**VORGEGEBENER TEXT**
Italien, das Inbild der Heimtücke, des Lasters und der Verführung – Deutschland, die Verkörperung des Biedersinns, der Tugend und der Reinheit: zu diesem Gegensatzklischee verstieg sich nicht nur der Pedant aus Berlin; die Antinomien finden sich in vielen Berichten deutscher Italienreisender, wenn auch differenziert und mit freundlicheren Augen gesehen
."

In einem Aufsatz "Terror im Zitronenhain" schreibt ein Carsten Hermann am 17.06.2008 über das Buch von Gustav Nicolai:
"Unter dem provozierenden Titel »Italien, wie es wirklich ist. Bericht über eine merkwürdige Reise in den hesperischen Gefilden, als Warnungsstimme für Alle, welche sich dahin sehnen« verfaßte der Berliner Gerichtsassessor Gustav Nicolai 1833 eine zweibändige Reisebeschreibung, in der das herkömmliche deutsche Bild vom Wunderland Italien auf den Kopf gestellt wird. Nicolai findet Italien entsetzlich. Die Herbergen sind schlecht, die Natur ist öde, die Altertümer lohnen das Anschauen nicht. Im übrigen ist fast immer schlechtes Wetter. Kein Wunder, daß er auch mit den Italienern hart ins Gericht geht: Das ganze Volk ist eine einzige Bande von Beutelschneidern, Dieben und Räubern. Ein »wirklicher« Räuber fällt da kaum noch ins Gewicht."
Der Mann war insofern −− vielleicht mit etwas mehr Recht, so wie er manche Wirtshäuser beschreibt −− ein Vorläufer des Rolf−Dieter Brinkmann, der seinerseits 1972 nach Kräften bemüht war, seinem Aufenthalt in der Villa Massimo möglichst wenig abzugewinnen, wie in "Rom, Blicke" nachzulesen ist.
"
[Ich lege Wert auf die Feststellung, dass ich mit diesem bösen, auch sonst ziemlich schwierigen, Brinkmann weder verwandt noch verschwägert bin! Hier übrigens ein längerer Aufsatz von Dr. Wolfgang Lange, Privatdozent (seinerzeit jedenfalls) an der Uni Bielefeld, über Rolf Dieter Brinkmann in Rom.]

In einem "Forum Deutsch lehren" auf der Webseite "Passwort Deutsch" wurde anno 2004 mal eine Diskussion geführt, bei der ein Quäntchen an Informationen über Gustav Nicolai heraus kam.

**Einträge mit Punktannotationen in Bildern**
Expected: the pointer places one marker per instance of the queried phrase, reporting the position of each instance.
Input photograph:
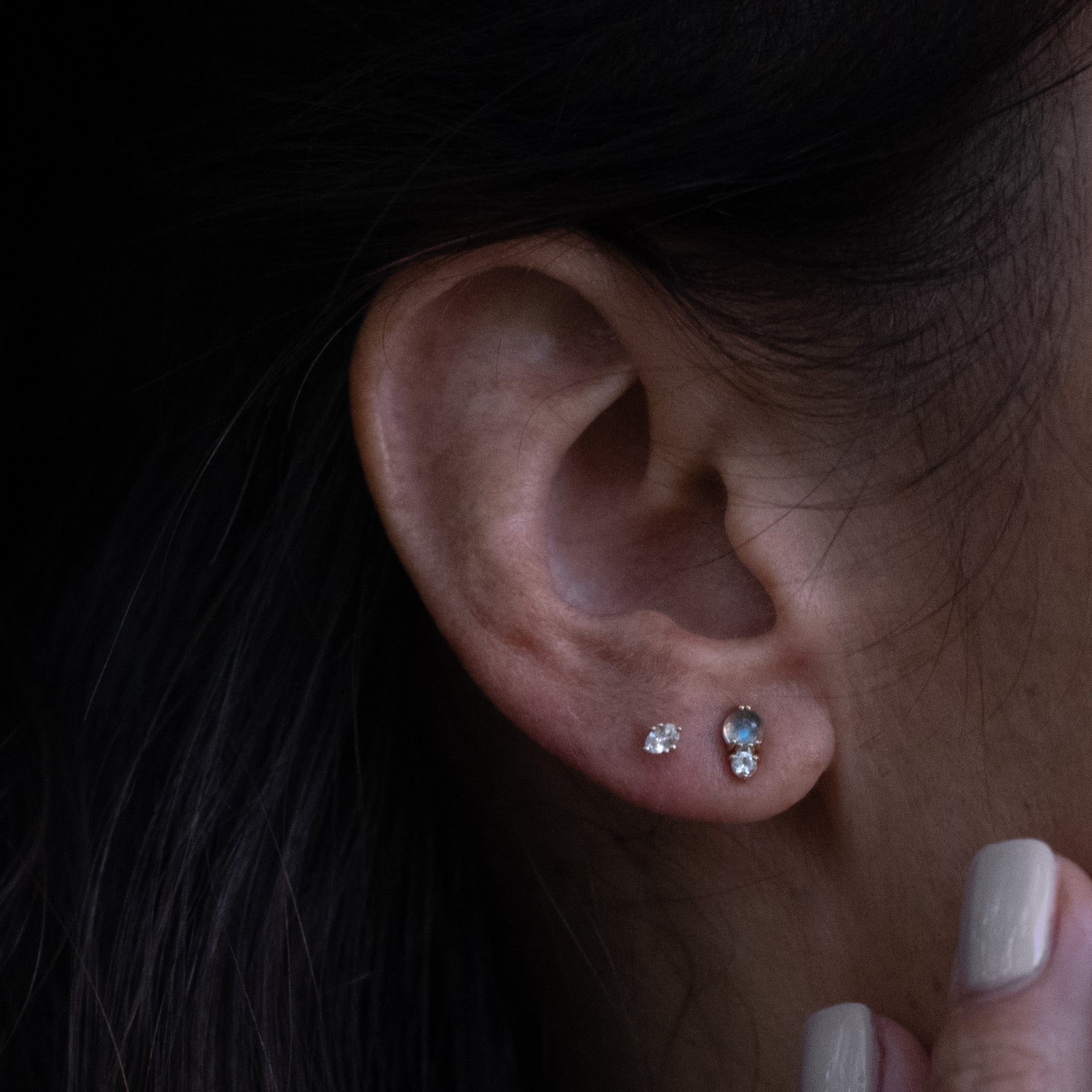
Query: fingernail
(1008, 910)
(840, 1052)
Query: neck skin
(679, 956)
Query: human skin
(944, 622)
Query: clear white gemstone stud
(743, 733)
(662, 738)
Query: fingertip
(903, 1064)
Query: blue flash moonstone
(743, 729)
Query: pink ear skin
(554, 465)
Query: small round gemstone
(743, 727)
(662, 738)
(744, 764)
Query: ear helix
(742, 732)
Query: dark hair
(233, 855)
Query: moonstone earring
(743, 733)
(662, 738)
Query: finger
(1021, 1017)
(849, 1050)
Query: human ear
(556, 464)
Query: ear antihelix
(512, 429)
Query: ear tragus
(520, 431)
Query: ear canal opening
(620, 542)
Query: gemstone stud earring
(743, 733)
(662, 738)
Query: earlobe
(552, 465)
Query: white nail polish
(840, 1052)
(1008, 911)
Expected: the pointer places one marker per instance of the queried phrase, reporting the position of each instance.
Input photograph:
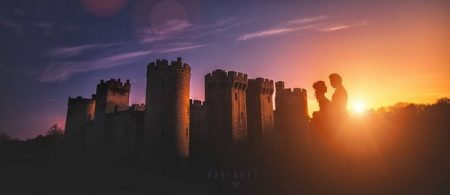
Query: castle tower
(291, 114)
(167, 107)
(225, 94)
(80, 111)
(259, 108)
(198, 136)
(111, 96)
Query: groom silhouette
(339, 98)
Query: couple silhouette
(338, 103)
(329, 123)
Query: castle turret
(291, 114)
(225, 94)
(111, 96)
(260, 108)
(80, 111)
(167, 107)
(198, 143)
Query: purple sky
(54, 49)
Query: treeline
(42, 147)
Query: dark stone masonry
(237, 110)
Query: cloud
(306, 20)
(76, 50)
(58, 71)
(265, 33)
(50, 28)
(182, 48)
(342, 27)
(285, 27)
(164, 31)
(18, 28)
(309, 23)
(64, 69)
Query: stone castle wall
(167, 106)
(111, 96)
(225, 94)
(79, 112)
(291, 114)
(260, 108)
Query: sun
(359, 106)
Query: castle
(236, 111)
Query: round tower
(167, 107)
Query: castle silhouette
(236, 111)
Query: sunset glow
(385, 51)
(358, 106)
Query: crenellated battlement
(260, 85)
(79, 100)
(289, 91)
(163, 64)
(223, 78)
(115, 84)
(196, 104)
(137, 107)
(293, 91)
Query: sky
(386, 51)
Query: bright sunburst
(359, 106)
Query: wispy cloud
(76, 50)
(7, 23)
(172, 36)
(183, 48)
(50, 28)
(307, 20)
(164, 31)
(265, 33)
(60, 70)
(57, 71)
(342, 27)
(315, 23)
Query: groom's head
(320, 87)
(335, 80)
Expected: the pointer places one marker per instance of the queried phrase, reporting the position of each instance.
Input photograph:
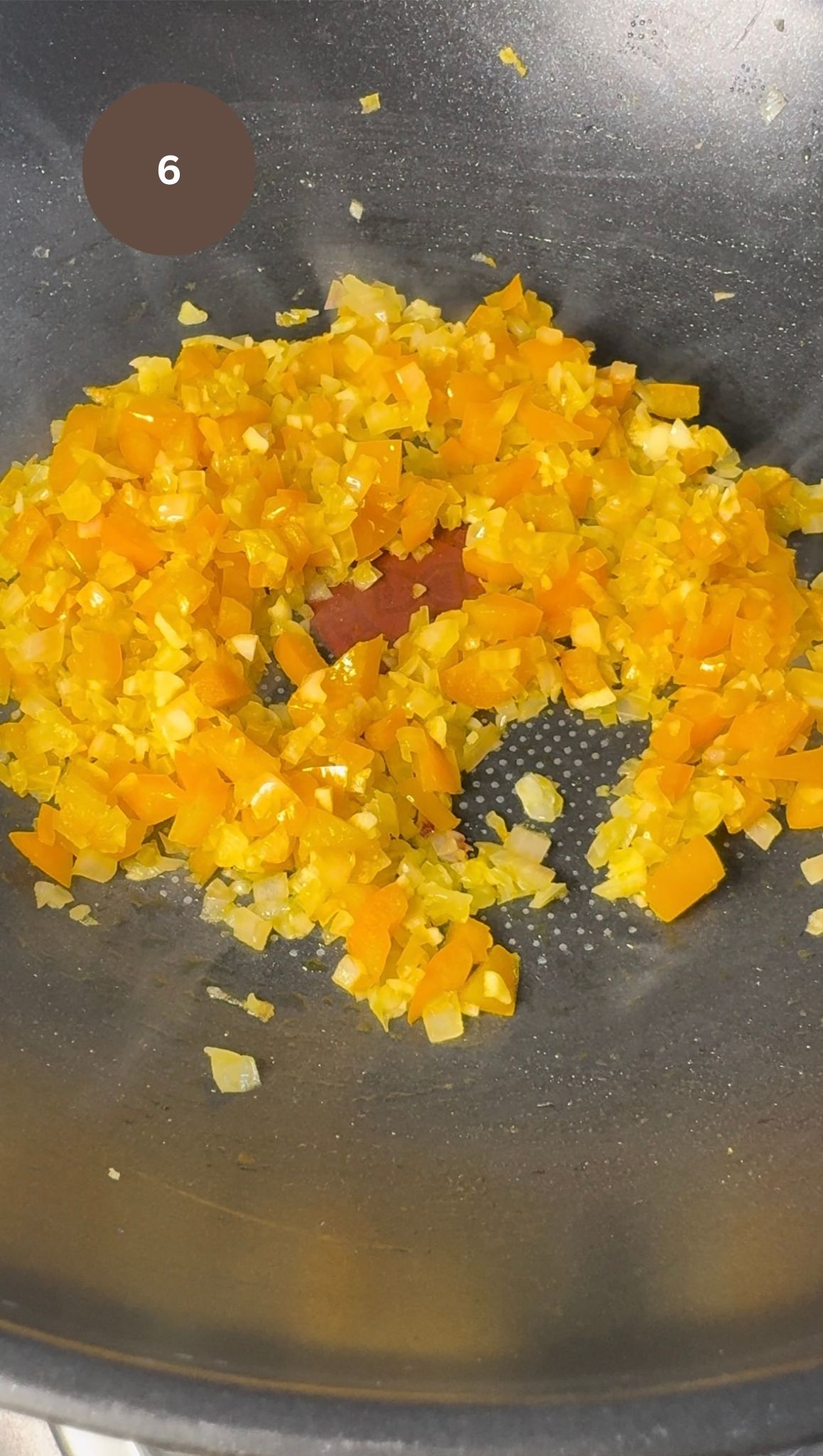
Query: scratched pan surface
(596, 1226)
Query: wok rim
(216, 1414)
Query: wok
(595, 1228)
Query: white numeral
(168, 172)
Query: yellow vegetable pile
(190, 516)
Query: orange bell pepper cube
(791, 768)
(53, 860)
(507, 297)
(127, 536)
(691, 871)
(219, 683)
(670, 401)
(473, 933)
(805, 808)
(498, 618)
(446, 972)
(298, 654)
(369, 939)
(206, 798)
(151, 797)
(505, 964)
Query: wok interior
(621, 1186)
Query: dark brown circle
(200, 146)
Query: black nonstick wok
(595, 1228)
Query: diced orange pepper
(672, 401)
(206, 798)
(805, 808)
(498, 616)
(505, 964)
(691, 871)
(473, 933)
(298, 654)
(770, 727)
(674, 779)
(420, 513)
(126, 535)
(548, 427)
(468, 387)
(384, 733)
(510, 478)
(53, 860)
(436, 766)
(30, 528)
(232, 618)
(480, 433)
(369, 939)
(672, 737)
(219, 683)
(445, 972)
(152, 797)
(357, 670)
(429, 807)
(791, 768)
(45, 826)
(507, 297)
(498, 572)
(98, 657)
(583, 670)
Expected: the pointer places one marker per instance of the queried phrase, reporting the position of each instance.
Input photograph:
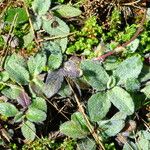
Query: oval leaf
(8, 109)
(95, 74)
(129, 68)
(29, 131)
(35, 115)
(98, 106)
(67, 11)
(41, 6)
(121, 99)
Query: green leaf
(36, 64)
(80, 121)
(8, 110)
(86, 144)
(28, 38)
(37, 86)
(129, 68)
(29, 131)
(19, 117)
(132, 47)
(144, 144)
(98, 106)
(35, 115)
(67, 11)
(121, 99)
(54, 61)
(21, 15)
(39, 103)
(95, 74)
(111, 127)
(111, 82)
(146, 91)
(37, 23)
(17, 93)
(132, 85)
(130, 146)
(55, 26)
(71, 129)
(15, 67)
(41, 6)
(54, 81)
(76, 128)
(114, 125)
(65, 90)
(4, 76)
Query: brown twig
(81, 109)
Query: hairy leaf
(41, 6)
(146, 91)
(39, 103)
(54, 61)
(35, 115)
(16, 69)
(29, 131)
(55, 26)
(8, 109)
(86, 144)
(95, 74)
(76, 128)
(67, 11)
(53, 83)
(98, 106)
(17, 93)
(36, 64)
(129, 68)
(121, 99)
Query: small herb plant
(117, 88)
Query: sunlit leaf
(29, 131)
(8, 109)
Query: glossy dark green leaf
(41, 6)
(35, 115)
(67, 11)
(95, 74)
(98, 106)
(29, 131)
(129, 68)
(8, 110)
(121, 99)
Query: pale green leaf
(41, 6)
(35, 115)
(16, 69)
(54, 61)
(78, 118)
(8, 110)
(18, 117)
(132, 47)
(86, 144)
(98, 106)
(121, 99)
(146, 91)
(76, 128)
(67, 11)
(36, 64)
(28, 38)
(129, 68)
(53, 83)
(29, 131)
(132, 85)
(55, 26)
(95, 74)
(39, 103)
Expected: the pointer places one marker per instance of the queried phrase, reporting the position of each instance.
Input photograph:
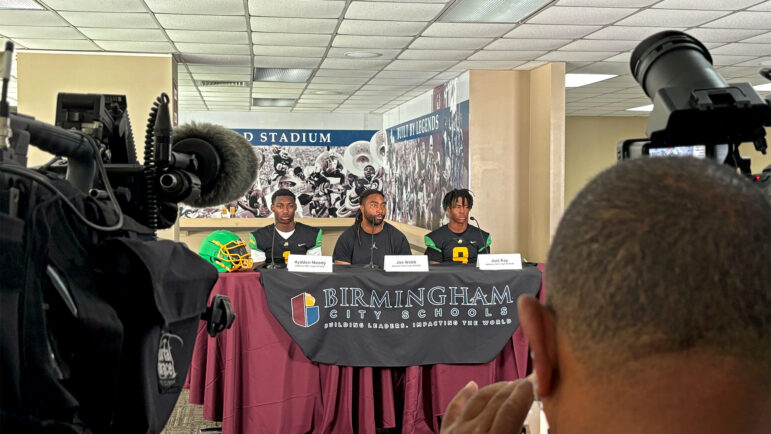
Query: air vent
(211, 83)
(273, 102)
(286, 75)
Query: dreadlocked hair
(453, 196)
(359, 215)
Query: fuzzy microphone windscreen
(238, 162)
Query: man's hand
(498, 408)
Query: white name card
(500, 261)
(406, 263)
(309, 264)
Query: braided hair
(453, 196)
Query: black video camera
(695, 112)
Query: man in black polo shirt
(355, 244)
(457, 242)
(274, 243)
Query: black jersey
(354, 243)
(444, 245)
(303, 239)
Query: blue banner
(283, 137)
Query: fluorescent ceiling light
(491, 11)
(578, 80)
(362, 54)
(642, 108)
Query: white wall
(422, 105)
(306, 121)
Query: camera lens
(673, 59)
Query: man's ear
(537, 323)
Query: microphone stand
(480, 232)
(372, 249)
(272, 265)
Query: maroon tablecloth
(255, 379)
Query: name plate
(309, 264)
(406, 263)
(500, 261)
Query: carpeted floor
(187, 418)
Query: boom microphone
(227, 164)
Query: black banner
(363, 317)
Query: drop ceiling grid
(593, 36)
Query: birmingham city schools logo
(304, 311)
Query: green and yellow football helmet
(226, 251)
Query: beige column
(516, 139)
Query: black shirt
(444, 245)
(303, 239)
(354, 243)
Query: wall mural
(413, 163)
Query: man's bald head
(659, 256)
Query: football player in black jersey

**ARBEITSANWEISUNGEN**
a – Fasse im Text über Gustav Nicolai den Absatz, der mit „Unter dem provozierenden Titel“ beginnt, als kurze Liste zusammen und behalte dabei die wesentlichen Fakten bei.
b – Gib aus dem Text über Gustav Nicolai alles von "[Ich lege Wert" bis hinunter zu "Nicolai heraus kam." wortgetreu aus.
c – Schreibe den Text über Gustav Nicolai im Anschluss an seinen letzten Satz weiter.

**LÖSUNGEN**
a –
- 1833 verfasste der Berliner Gerichtsassessor Gustav Nicolai die zweibändige Reisebeschreibung »Italien, wie es wirklich ist«.
- Darin stellt er das herkömmliche deutsche Bild vom Wunderland Italien auf den Kopf.
- Die Herbergen sind schlecht, die Natur ist öde, die Altertümer lohnen das Anschauen nicht, und das Wetter ist fast immer schlecht.
- Die Italiener hält er für eine Bande von Beutelschneidern, Dieben und Räubern, sodass ein »wirklicher« Räuber kaum noch ins Gewicht fällt.

b –
[Ich lege Wert auf die Feststellung, dass ich mit diesem bösen, auch sonst ziemlich schwierigen, Brinkmann weder verwandt noch verschwägert bin! Hier übrigens ein längerer Aufsatz von Dr. Wolfgang Lange, Privatdozent (seinerzeit jedenfalls) an der Uni Bielefeld, über Rolf Dieter Brinkmann in Rom.]

In einem "Forum Deutsch lehren" auf der Webseite "Passwort Deutsch" wurde anno 2004 mal eine Diskussion geführt, bei der ein Quäntchen an Informationen über Gustav Nicolai heraus kam.

c –
Eine Bibliographie deutscher Italien-Reisen für den Zeitraum 1770 - 1870 findet sich auf einer Webseite, die der Dissertation bzw. dem Buch "Reisen in das befremdliche Pompeji" gewidmet ist. [Ob die Bibliographie umfassend ist, oder lediglich Reisebeschreibungen aufführt, in denen Pompeji erwähnt ist, weiß ich nicht.]

Albin Johann Baptist von Meddlhammer war einer von denjenigen, welche ihr Italienbild gegen Nicolai mit der Feder verteidigten. Dazu erfahren wir hier:
" 'Schreiben eines deutschen Floh's" lautete ... der Titel einer beißenden Satire auf Nicolais Buch, die 1836 erschien und ihrem Autor, der sich "Adamson" nannte, acht Wochen Gefängnis einbrachte. Dieser Autor war Albin von Meddlhammer, ein steirischer Schauspieler und Theaterschriftsteller, der mehrere Jahre in Italien gelebt hatte. Er hatte einige Jahre vor Nicolai das "Leben und Treiben des Italieners" (unter dem Pseudonym "Alexander") veröffentlicht. Auch er kritisiert (allzu) vieles an diesem Land und seiner Bevölkerung, deren "Erlustigungen [...] anderswo für Landplagen gelten dürften", doch ist dieser "Xenophobe's Guide" zu skurril-witzig, um jemanden - außer vielleicht die besonders gnadenlos karikierte katholische Geistlichkeit - ernsthaft beleidigen zu können."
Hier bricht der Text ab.